Please count the lines below that contain the string "subject" with case matching, and give only the number.

RECORDS SHOWN:
▼
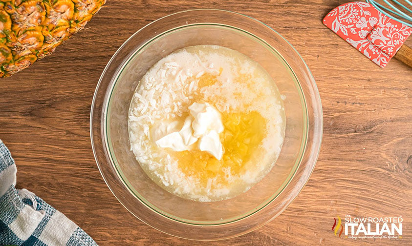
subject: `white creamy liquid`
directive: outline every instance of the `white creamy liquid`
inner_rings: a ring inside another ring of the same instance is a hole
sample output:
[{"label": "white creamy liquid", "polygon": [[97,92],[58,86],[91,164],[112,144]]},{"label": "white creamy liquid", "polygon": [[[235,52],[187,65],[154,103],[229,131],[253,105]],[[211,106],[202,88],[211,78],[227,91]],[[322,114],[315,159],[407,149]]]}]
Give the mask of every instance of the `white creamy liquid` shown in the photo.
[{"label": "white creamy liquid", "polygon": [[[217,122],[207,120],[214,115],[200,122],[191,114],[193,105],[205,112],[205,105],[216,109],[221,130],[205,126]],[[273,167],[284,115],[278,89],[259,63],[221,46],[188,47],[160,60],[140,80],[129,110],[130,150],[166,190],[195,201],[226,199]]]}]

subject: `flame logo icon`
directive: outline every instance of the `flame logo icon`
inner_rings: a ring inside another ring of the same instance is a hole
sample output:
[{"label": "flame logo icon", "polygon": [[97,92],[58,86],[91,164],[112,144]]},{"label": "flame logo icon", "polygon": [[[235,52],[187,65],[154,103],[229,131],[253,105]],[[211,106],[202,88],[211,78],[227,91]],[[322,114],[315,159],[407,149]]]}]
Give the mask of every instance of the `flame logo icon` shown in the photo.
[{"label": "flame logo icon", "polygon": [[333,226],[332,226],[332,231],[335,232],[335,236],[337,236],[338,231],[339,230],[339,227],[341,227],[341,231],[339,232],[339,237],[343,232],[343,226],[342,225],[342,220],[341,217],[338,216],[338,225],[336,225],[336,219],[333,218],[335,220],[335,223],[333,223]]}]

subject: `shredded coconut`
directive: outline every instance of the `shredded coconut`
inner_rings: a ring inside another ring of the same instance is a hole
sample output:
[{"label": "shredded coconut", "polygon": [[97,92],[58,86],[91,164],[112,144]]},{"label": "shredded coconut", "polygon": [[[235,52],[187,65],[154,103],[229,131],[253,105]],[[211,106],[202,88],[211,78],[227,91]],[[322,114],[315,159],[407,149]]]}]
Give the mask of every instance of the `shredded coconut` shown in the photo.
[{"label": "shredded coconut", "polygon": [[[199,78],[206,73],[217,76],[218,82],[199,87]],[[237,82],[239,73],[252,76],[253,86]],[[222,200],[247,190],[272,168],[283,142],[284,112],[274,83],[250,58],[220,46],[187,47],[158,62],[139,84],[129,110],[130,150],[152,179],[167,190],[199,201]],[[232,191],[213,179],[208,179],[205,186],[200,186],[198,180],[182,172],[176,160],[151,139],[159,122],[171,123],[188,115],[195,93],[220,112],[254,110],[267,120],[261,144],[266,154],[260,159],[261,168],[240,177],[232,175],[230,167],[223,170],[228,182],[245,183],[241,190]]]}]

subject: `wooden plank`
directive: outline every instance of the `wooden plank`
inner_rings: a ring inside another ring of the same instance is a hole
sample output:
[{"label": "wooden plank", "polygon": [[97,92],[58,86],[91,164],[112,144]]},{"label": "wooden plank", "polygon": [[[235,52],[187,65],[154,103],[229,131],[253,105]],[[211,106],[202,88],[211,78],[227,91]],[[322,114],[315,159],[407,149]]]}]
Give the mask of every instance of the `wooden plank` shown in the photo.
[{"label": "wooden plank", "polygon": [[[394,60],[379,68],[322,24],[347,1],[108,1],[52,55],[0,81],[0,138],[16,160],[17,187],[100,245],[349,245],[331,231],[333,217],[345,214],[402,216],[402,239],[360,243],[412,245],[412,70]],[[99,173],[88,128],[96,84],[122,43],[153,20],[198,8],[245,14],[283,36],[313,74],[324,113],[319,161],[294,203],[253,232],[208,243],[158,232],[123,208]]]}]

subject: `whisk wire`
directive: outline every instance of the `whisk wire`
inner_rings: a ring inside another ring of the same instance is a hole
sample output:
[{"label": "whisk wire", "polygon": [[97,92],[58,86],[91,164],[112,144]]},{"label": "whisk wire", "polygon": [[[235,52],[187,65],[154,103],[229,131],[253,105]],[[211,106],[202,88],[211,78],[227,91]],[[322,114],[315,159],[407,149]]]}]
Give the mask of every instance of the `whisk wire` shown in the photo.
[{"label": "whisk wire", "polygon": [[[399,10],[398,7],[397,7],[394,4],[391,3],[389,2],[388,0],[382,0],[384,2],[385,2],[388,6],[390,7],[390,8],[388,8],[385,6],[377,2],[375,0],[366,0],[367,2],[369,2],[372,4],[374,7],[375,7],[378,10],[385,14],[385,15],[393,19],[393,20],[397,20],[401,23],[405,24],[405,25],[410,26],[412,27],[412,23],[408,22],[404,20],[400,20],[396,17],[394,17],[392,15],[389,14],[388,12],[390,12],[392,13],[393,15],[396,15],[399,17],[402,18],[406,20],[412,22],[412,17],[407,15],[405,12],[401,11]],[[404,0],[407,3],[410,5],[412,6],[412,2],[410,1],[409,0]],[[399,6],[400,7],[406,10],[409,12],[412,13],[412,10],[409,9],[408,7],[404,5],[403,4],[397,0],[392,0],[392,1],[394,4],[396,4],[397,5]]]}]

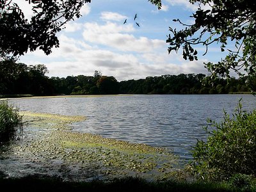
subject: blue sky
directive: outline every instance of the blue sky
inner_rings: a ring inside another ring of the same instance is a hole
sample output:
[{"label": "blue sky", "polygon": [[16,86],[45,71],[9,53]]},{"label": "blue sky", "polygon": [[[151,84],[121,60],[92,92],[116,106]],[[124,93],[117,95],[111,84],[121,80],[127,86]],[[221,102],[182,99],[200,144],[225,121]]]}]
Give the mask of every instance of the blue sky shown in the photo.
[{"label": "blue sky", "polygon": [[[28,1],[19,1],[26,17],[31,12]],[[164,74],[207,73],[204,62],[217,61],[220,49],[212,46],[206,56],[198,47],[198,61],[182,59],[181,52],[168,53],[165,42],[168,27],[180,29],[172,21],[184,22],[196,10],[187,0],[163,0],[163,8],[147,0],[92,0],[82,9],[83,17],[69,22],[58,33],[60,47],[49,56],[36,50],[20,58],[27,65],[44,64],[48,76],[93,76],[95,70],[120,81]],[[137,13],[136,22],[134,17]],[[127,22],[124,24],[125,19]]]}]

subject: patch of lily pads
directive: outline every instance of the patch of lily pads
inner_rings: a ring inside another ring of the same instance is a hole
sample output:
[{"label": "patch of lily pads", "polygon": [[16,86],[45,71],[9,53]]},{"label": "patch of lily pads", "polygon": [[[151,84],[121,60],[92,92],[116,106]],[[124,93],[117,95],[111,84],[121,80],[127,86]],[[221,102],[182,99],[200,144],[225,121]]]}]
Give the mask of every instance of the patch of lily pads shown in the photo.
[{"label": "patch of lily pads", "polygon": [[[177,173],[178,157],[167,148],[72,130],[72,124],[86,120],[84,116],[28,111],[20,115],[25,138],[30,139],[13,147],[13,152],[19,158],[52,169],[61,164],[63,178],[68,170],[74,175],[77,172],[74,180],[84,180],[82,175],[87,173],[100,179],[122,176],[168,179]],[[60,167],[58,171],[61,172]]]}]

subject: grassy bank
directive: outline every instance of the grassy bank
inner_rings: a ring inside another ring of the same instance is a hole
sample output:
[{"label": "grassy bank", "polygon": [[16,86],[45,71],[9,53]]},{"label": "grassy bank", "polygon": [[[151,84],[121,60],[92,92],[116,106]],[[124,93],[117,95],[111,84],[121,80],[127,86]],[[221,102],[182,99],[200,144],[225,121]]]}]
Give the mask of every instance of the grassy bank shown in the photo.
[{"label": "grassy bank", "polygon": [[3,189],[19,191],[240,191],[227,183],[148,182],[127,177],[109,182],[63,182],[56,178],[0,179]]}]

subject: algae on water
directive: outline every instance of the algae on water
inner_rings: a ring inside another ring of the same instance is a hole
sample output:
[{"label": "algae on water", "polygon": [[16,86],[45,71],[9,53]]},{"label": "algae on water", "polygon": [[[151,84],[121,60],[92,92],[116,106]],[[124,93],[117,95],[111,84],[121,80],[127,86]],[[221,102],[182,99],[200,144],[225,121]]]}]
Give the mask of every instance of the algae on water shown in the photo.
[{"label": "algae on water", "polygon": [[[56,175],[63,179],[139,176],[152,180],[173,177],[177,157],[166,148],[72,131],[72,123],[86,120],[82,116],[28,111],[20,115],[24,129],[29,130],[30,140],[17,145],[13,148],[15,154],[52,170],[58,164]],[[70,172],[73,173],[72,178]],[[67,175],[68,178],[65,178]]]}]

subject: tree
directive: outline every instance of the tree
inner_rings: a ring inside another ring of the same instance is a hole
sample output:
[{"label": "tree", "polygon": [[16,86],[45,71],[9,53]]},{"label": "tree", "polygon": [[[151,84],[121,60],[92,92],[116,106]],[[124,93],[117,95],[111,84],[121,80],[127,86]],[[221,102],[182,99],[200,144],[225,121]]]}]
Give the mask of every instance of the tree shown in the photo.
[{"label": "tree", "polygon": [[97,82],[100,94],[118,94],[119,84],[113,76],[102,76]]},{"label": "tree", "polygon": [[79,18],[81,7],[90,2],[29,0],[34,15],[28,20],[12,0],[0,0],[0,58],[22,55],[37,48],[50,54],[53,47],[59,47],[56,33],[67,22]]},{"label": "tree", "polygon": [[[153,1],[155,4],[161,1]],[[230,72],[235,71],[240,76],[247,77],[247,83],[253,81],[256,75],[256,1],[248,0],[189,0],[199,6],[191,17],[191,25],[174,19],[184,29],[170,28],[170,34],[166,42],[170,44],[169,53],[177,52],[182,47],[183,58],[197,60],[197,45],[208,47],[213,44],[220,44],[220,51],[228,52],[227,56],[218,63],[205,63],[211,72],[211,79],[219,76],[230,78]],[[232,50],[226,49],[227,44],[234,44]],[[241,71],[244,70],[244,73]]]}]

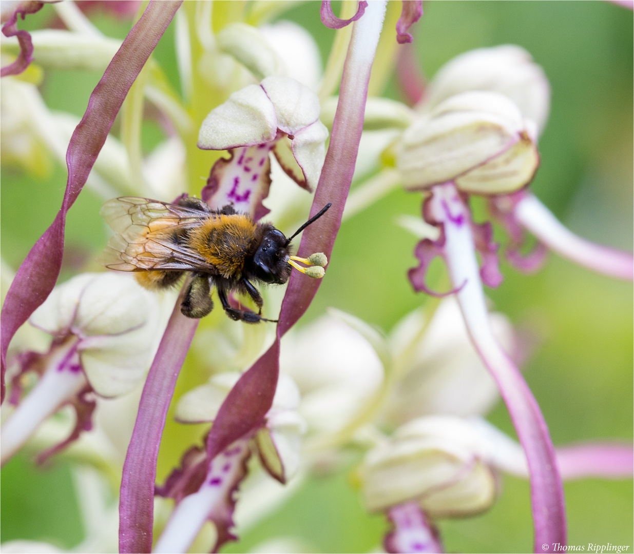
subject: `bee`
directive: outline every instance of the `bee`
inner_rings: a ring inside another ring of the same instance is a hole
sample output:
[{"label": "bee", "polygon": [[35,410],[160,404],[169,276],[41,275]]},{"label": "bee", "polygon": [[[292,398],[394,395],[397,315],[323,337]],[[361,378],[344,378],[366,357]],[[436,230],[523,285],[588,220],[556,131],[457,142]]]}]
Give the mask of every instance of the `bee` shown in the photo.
▲
CORRECT ANSWER: 11